ヨシモト×YJの四週間!!
第3回はお笑い界のど真ん中を自分たちだけの“笑い”で突き進むジャルジャル!! 笑いに懸ける情熱から漫画愛までの直球赤裸々インタビュー!!
ジャルジャル
後藤淳平(ごとうじゅんぺい)
生年月日:1984年3月20日
出身地:大阪府
福徳秀介(ふくとくしゅうすけ)
生年月日:1983年10月5日
出身地:兵庫県
所属:よしもとクリエイティブ・エージェンシー
―お二人は、高校の同級生ということで。そもそもなぜお笑い芸人を目指そうと思ったのでしょうか。
福徳 当時、携帯電話がはやり出した時期で、後藤とクラスは違ったんですけど、授業中によくメールで、先生にばれへんように笑かし合いみたいなのをしてたんですね。で、休み時間に、「あれ、笑った?」「ああ、笑った、笑った」みたいなことをしていて、それが徐々に派生していった感じです。最終的にNSC(吉本の養成所)へは僕が誘ったんですけど、願書出す直前ぐらいでやっぱやめとくわと一度断って。
―それはなぜですか?
福徳 僕は高校ラグビーやっていて、当時は大学でもラグビーをやるメンバーと遊んでたんです。その友達にNSC行くという話をしてた時に、「絶対無理やって」みたいなことを結構長々と言われて。何かそれでちょっと洗脳されてしまって笑。やっぱやめとくわってメールしたんですよね。

課題一覧
1. ジャルジャルのインタビューを「生年月日:1984年3月20日」から「っぱやめとくわと一度断って。」まで書き写してください。その際、「携帯電話」を「ポケットベル」に置き換えてください。
2. ジャルジャルのインタビューで、福徳が願書を出す直前にNSC行きを一度断ったのはなぜですか。本文に書かれた理由を一〜三文で説明してください。
以下の資料は、本文の内容とは関係がありません。

ポインティングデータの抜粋
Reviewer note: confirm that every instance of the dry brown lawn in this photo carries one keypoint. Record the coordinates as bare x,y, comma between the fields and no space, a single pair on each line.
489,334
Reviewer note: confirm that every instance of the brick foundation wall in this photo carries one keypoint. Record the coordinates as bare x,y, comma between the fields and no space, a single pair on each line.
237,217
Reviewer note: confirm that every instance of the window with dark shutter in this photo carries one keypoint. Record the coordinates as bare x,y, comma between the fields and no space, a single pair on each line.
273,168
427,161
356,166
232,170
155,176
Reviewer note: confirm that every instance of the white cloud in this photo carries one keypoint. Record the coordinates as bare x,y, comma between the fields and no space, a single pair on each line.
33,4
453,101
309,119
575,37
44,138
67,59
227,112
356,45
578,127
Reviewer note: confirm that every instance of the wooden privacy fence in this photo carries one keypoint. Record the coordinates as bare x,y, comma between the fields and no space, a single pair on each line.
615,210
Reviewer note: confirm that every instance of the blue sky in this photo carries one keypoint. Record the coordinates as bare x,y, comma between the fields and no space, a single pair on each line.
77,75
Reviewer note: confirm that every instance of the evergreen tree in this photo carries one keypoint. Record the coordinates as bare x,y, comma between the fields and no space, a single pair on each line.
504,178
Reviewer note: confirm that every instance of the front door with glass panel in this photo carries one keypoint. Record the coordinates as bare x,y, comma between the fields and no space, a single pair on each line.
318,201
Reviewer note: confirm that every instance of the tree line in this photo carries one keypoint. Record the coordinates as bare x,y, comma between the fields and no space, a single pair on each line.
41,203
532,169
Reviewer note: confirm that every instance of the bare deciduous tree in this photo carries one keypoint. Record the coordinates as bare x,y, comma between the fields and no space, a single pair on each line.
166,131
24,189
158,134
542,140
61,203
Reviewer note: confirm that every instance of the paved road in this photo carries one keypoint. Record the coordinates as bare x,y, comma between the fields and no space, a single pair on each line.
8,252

解答一覧
1.
生年月日:1984年3月20日
出身地:大阪府
福徳秀介(ふくとくしゅうすけ)
生年月日:1983年10月5日
出身地:兵庫県
所属:よしもとクリエイティブ・エージェンシー
―お二人は、高校の同級生ということで。そもそもなぜお笑い芸人を目指そうと思ったのでしょうか。
福徳 当時、ポケットベルがはやり出した時期で、後藤とクラスは違ったんですけど、授業中によくメールで、先生にばれへんように笑かし合いみたいなのをしてたんですね。で、休み時間に、「あれ、笑った?」「ああ、笑った、笑った」みたいなことをしていて、それが徐々に派生していった感じです。最終的にNSC(吉本の養成所)へは僕が誘ったんですけど、願書出す直前ぐらいでやっぱやめとくわと一度断って。

2. 大学でもラグビーを続ける友達にNSCへ行く話をしたところ、「絶対無理やって」といったことを長々と言われ、それに少し洗脳されてしまったからです。そのため「やっぱやめとくわ」とメールしました。